TASK LIST:
1. Rewrite the risk factors passage starting with "Our failure to" and going on through "in cyclical markets.", changing "transactions" to "acquisitions".
2. Decide whether each statement below agrees with the risk factors passage, answering yes or no and quoting the words of the passage that settle it: (a) General Electric accounted for more than 10 percent of total sales in fiscal 2009; (b) power generation sales made up more than half of total sales in fiscal 2009; (c) the timing of cyclical upturns and downturns can be forecast with certainty.
[PASSAGE SHOWN Boundary: Start]
Our failure to adequately address these acquisition risks could cause us to incur increased expenses or to fail to realize the benefits we anticipated from the transactions.

We operate in cyclical markets.

A significant portion of our revenues are derived from the highly cyclical aerospace and power generation markets. Our sales to the aerospace industry constituted 53 percent of our total sales in fiscal 2009. Our power generation sales constituted 25 percent of our total sales in fiscal 2009.

The commercial aerospace industry is historically driven by the demand from commercial airlines for new aircraft. The U.S. and international commercial aviation industries continue to face challenges arising from the global economic climate, competitive pressures and fuel costs. Demand for commercial aircraft is influenced by airline industry profitability, trends in airline passenger traffic, the state of U.S. and world economies, the ability of aircraft purchasers to obtain required financing and numerous other factors including the effects of terrorism and health and safety concerns. The military aerospace cycle is highly dependent on U.S. and foreign government funding; however, it is also driven by the effects of terrorism, a changing global political environment, U.S. foreign policy, the retirement of older aircraft and technological improvements to new engines that increase reliability. Accordingly, the timing, duration and severity of cyclical upturns and downturns cannot be forecast with certainty. Downturns or reductions in demand could have a material adverse effect on our business.

The power generation market is also cyclical in nature. Demand for power generation products is global and is affected by the state of the U.S. and world economies, the availability of financing to power generation project sponsors and the political environments of numerous countries. The availability of fuels and related prices also have a large impact on demand. Reductions in demand for our power generation products could have a material adverse effect on our business.

We also sell products and services to customers in the medical, chemical and petrochemical, automotive, pulp and paper, and other general industrial markets. Each of these markets is cyclical in nature. Customer demand for our products or services in these markets may fluctuate widely depending upon U.S. and world economic conditions, the availability of financing and industry-specific factors. Cyclical declines or sustained weakness in any of these markets could have a material adverse effect on our business.

 

27


Our business is dependent on a small number of direct and indirect customers.

A substantial portion of our business is conducted with a relatively small number of large direct customers, including General Electric Company, United Technologies Corporation, Rolls Royce plc, and The Boeing Company. General Electric accounted for approximately 11.8 percent of our total sales for fiscal 2009. No other customer accounted for more than 10 percent of total sales; however, United Technologies, Rolls Royce and Boeing are also considered key customers. A financial hardship experienced by any one of these four customers, the loss of any of them, or a reduction in or substantial delay of orders from any of them, could have a material adverse effect on our business.

Additionally, a significant portion of our aerospace products are ultimately used in the production of new commercial aircraft. There are only two primary manufacturers of large commercial aircraft in the world, Boeing and Airbus. A significant portion of our aerospace sales are dependent on the number of new aircraft built by these two manufacturers, which is in turn dependent on a number of factors over which we have little or no control. Those factors include the demand for new aircraft from airlines around the globe and factors that impact manufacturing capabilities such as the availability of raw materials and manufactured components, changes in the regulatory environment and labor relations between the aircraft manufacturers and their work forces. A significant interruption or slow down of the number of new aircraft built by aircraft manufacturers could have a material adverse effect on our business.
[PASSAGE SHOWN Boundary: End]
[DATA Boundary: Start]
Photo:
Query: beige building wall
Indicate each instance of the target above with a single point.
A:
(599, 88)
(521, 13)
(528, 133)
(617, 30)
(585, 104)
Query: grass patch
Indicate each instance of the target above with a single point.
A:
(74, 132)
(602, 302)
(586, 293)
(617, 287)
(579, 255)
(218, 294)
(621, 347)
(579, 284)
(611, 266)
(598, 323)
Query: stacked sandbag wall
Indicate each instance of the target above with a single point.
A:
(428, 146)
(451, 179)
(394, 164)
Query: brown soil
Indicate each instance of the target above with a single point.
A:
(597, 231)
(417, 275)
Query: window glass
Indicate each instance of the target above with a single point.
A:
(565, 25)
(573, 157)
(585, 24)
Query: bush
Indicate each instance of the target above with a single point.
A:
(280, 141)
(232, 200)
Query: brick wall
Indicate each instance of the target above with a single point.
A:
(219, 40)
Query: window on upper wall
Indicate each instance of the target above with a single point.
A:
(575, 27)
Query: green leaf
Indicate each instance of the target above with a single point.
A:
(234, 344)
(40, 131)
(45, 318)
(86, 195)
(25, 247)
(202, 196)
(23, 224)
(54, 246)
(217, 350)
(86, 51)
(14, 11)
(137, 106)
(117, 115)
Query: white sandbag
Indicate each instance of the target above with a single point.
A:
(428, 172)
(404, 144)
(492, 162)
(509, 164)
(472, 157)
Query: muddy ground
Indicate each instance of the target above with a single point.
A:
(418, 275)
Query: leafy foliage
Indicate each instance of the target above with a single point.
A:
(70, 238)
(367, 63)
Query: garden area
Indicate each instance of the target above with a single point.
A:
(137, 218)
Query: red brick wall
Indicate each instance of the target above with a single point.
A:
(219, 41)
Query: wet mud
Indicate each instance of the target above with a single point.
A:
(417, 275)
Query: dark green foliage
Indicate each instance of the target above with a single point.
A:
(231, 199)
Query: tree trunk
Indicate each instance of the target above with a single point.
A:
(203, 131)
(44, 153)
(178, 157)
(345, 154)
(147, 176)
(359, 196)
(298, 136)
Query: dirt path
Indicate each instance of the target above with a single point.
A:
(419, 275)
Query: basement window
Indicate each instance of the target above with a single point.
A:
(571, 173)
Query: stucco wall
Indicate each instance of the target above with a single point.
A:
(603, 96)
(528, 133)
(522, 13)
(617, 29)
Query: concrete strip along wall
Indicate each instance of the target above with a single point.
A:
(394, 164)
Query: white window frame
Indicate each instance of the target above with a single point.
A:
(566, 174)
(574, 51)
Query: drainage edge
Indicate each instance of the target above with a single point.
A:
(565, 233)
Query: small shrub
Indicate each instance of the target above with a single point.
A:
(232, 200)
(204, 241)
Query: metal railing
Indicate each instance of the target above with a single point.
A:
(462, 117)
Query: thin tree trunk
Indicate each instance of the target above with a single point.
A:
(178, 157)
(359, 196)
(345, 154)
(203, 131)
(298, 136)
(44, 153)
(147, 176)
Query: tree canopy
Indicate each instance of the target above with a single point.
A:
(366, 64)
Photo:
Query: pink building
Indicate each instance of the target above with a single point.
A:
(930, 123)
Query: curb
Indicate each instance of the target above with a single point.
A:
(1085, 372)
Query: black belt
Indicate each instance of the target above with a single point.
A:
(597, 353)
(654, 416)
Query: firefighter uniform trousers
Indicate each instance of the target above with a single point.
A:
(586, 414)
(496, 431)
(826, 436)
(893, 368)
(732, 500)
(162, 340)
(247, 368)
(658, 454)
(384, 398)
[DATA Boundary: End]
RESULTS FOR EACH TASK:
1.
Our failure to adequately address these acquisition risks could cause us to incur increased expenses or to fail to realize the benefits we anticipated from the acquisitions.

We operate in cyclical markets.

2.
(a) Yes: "General Electric accounted for approximately 11.8 percent of our total sales for fiscal 2009."
(b) No: "Our power generation sales constituted 25 percent of our total sales in fiscal 2009."
(c) No: "the timing, duration and severity of cyclical upturns and downturns cannot be forecast with certainty."